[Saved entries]
====================

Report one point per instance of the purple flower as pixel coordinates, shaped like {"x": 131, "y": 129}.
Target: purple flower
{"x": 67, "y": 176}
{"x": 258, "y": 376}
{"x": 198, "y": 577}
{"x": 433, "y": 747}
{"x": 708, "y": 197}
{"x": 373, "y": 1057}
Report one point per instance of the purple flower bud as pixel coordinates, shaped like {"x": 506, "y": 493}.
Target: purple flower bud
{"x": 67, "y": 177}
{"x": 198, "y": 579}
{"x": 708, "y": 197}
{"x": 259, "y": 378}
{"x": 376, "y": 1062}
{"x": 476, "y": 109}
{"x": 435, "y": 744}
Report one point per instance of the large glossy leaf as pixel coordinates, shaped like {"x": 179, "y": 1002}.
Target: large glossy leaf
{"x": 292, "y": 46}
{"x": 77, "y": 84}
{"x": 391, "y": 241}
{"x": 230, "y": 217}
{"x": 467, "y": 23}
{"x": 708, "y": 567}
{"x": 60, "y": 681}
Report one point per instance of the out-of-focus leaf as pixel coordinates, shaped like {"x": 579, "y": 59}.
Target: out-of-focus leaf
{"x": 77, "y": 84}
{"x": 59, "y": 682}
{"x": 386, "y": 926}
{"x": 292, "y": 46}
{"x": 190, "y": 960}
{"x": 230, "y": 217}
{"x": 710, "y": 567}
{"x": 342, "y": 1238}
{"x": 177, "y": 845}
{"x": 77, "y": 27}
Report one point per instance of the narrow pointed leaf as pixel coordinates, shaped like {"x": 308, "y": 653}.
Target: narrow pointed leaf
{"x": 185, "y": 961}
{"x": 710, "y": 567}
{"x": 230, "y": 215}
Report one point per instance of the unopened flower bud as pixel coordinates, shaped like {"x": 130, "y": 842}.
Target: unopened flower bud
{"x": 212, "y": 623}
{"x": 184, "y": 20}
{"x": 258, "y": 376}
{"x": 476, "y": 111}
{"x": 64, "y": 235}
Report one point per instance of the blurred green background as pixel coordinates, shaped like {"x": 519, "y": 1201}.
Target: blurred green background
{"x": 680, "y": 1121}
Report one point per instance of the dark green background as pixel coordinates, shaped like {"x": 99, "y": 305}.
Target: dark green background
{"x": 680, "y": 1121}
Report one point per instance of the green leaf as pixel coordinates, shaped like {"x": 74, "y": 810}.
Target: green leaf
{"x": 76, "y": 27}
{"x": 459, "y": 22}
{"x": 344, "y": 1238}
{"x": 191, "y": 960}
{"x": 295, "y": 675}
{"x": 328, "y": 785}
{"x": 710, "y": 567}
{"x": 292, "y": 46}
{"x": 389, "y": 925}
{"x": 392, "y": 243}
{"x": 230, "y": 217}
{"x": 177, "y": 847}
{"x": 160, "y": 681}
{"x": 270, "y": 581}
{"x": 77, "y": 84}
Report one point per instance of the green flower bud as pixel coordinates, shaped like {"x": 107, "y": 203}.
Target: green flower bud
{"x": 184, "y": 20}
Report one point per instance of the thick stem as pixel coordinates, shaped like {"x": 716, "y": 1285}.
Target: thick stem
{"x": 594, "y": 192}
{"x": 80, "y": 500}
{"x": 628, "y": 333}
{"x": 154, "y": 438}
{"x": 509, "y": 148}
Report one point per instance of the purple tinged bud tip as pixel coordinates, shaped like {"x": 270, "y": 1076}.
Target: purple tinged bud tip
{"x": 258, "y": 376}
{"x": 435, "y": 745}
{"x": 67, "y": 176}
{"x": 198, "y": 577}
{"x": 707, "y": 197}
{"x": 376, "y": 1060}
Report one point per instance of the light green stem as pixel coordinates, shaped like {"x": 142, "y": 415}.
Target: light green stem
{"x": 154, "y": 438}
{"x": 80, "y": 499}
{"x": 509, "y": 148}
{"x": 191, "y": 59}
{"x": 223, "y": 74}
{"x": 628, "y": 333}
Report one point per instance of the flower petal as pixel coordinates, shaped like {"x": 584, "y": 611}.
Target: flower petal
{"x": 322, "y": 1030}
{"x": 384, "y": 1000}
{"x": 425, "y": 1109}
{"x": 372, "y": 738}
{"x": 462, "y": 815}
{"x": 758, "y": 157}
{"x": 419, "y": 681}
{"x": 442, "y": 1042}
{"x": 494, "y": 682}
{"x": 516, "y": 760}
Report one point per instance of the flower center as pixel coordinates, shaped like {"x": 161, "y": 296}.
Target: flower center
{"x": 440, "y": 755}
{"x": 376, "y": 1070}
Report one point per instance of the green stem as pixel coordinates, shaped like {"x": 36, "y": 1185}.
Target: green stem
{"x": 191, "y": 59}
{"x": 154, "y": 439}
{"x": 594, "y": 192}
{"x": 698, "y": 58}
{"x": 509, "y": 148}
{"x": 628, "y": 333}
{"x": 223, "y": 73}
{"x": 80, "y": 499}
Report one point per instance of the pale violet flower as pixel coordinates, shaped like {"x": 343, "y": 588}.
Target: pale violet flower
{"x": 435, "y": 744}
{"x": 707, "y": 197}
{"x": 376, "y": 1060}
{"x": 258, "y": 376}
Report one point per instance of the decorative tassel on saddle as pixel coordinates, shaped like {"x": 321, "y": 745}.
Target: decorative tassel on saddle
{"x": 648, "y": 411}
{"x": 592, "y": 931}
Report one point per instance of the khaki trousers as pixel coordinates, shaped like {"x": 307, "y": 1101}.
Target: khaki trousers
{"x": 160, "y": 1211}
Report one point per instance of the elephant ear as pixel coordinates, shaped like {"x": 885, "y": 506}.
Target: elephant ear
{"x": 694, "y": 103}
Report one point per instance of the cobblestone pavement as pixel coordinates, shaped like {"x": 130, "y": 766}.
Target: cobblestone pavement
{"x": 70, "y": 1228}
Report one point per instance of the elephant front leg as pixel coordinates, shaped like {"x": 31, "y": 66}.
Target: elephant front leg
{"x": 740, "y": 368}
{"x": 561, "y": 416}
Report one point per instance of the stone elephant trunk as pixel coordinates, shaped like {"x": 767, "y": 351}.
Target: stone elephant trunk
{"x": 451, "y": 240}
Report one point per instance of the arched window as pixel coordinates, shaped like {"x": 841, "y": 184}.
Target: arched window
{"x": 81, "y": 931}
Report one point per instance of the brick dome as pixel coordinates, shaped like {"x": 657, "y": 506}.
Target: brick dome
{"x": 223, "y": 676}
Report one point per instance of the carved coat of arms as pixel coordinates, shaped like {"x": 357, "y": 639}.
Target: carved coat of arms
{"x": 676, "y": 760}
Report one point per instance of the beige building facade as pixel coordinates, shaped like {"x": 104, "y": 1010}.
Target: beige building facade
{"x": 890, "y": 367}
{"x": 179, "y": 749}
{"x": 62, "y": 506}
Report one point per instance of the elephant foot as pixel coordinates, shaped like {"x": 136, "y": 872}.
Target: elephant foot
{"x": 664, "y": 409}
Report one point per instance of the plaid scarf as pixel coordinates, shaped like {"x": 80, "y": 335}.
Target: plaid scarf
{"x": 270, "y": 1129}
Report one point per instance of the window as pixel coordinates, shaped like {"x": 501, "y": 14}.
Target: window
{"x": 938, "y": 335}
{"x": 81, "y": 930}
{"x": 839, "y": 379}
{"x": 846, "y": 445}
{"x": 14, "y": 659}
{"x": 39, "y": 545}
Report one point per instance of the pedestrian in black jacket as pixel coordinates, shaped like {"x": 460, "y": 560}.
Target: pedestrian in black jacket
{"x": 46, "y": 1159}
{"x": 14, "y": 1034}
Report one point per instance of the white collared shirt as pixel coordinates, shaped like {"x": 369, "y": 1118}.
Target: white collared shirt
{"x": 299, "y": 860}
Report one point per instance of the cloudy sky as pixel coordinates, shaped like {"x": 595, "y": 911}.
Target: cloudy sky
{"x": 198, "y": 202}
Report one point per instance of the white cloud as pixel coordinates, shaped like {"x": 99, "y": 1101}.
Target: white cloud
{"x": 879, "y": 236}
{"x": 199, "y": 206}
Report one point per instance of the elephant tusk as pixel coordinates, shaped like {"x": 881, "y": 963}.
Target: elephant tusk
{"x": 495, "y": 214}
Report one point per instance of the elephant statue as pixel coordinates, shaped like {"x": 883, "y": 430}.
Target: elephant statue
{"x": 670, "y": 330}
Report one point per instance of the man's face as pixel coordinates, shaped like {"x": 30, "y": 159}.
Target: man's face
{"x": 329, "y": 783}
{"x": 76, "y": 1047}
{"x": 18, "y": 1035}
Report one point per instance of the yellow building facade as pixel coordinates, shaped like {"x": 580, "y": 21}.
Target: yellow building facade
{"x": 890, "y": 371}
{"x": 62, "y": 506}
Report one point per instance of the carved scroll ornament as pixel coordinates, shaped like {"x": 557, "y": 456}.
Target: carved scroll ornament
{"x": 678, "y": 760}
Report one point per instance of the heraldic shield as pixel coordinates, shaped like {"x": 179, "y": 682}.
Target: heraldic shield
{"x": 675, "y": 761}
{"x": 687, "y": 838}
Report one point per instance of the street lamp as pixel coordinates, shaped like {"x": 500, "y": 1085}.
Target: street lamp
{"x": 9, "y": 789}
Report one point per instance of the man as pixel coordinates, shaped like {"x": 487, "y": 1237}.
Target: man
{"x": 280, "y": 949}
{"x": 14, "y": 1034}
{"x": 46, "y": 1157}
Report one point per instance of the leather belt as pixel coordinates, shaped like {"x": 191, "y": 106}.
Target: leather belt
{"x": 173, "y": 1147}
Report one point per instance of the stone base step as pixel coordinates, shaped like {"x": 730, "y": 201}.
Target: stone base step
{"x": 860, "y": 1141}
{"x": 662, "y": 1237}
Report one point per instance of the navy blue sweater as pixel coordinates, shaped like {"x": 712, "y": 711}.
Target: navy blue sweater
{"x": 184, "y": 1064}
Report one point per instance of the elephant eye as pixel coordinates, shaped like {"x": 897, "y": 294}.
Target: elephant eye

====================

== PROMPT ==
Working from the records above, write out verbatim only the lines from the line containing "Report one point per instance of the stone elephant" through the line containing "Report one point per instance of the plaid".

== ANSWER SPACE ==
Report one point per instance of the stone elephant trunk as pixel coordinates, shaped like {"x": 767, "y": 351}.
Target: stone elephant trunk
{"x": 451, "y": 240}
Report one point per instance of the arched window as pixel coordinates, shaped like {"x": 841, "y": 184}.
Target: arched window
{"x": 81, "y": 931}
Report one point per instance of the brick dome as pixel coordinates, shaped like {"x": 657, "y": 506}.
Target: brick dome
{"x": 223, "y": 676}
Report one point per instance of the carved coat of arms as pixel coordinates, shaped like {"x": 357, "y": 639}.
Target: carved coat of arms
{"x": 676, "y": 760}
Report one point per instance of the beige building facade as pixel coordinates, shaped like {"x": 104, "y": 1010}.
Target: beige building facade
{"x": 890, "y": 367}
{"x": 179, "y": 749}
{"x": 62, "y": 506}
Report one point per instance of the elephant foot as pixel coordinates, shaped like {"x": 136, "y": 872}.
Target: elephant foot
{"x": 664, "y": 409}
Report one point per instance of the plaid scarf as pixel coordinates, shaped like {"x": 80, "y": 335}.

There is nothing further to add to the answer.